⟨
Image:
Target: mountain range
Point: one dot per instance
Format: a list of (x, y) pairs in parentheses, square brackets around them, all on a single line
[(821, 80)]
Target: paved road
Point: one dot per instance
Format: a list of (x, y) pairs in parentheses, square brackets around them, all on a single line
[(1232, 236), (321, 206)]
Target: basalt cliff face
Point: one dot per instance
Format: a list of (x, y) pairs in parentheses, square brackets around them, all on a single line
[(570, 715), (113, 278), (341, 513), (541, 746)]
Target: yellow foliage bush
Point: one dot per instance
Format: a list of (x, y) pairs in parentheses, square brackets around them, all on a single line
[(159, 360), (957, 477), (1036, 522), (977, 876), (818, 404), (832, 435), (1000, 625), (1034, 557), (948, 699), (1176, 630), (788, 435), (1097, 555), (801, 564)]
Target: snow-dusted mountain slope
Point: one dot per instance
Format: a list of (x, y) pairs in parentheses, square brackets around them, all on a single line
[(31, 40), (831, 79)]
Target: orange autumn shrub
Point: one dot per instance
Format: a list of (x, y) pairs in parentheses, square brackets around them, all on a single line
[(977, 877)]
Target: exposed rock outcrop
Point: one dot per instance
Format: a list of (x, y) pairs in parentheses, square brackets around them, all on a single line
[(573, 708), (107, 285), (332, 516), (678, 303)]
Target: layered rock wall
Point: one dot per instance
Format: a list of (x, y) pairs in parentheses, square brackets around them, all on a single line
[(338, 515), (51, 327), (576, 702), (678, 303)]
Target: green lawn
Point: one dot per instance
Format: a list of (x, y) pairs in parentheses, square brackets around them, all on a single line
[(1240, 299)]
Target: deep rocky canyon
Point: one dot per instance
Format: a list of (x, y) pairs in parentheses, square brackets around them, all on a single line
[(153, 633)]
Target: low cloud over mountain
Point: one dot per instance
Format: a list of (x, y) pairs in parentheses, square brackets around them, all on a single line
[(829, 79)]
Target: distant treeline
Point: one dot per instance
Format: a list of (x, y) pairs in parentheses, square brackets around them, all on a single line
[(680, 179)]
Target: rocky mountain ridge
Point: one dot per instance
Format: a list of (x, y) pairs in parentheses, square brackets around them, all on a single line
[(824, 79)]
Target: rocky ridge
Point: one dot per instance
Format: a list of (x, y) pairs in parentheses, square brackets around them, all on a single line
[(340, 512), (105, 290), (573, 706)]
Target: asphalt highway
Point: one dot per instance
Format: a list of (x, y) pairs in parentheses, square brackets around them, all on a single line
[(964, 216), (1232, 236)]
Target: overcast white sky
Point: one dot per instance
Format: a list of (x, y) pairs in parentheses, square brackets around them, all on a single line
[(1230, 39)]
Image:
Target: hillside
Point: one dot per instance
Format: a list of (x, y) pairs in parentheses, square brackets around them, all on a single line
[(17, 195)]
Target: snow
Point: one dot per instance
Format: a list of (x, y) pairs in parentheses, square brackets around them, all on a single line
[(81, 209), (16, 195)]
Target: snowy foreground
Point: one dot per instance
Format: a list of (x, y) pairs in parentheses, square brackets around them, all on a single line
⟩
Directions for this task — Each line above must be retyped exactly in the response.

Solution to this exercise —
Image:
Target: mountain range
Point: one dot per instance
Format: a list of (x, y) pairs in parentheses, square brackets around them, all on a single line
[(821, 80)]
Target: paved road
Point: one dot per instance
Format: a list of (x, y) pairs in parentheses, square brackets around them, all on a single line
[(1232, 236), (321, 206)]
Target: basalt cliff face
Point: one dot per instance
Format: a list of (x, y) pairs in parentheses, square brackets around them, all on a single line
[(570, 715), (113, 278), (341, 513), (541, 746)]
Target: yellow foliage bush
Point: one dot per instance
Format: a list of (x, y) pairs in parentheses, square brackets around them, all on a single line
[(159, 360), (957, 477), (1036, 522), (977, 876), (818, 404), (832, 435), (1000, 625), (1034, 557), (948, 699), (1176, 630), (788, 435), (1097, 555), (801, 564)]
Target: snow-dusted mountain slope
Point: one dot per instance
Format: a list of (x, y) pairs in parentheses, square brackets around them, all on a single line
[(31, 40), (831, 79)]
Target: orange autumn shrub
Point: one dot per instance
Format: a list of (x, y) pairs in parentheses, square brackets around them, all on a single line
[(977, 877)]
Target: exposed rock outcrop
Point: one dot per instance
Format: a list of (x, y) pairs in parentheses, square brackets around them, all on a single line
[(573, 708), (107, 285), (332, 516), (678, 303)]
Target: layered rock wall
Point: one dot per instance
Format: a list of (x, y) pairs in parentheses, square brackets around them, all on a single line
[(338, 515), (51, 327), (576, 702), (678, 303)]
Target: green lawn
Point: one dot per instance
Format: a list of (x, y) pairs in parentheses, square brackets around them, all on a single line
[(1240, 299)]
Target: deep rocky canyon
Point: one dot per instance
Format: a list of (x, y) pairs in parentheses, square brackets around them, all on a single line
[(153, 633)]
Target: low cloud over mountain
Point: one dot per instance
Format: a list of (x, y) pairs in parentheses, square brackets around them, all on a single line
[(829, 79)]
Target: distant treeline
Point: one dot per instance
Format: a list of (x, y) pairs in parentheses, square brackets around them, all on a single line
[(680, 179)]
Target: rocky mountain ridge
Point: one dot per instance
Format: a list of (x, y) pairs in parentheses, square brackets around them, all on a single line
[(824, 79)]
Target: rocky ridge
Point: one dot per instance
Format: a list of (x, y) pairs in parentheses, square brackets around them, all on a single line
[(340, 512), (105, 290), (573, 706)]
Target: asphalt highway
Point: one dot per instance
Format: a list of (x, y) pairs in parentheses, square brackets around them, all on a single line
[(964, 216), (1232, 236)]
Target: overcast white sky
Point: one dot per instance
Format: a list of (x, y) pairs in parentheses, square brackets around them, all on a single line
[(1230, 39)]
Image:
Target: hillside
Point: one dot per instance
Format: a list of (x, y) pairs in parentheses, square brackets around them, all on a single line
[(17, 195)]
Target: snow
Point: one dot per instance
Format: a list of (x, y) pairs in parentheses, square brackets around them, all on a single line
[(81, 209), (16, 195)]
Target: snowy foreground
Point: one dot per instance
Format: a list of (x, y) pairs in parentheses, square brackets around them, all on a single line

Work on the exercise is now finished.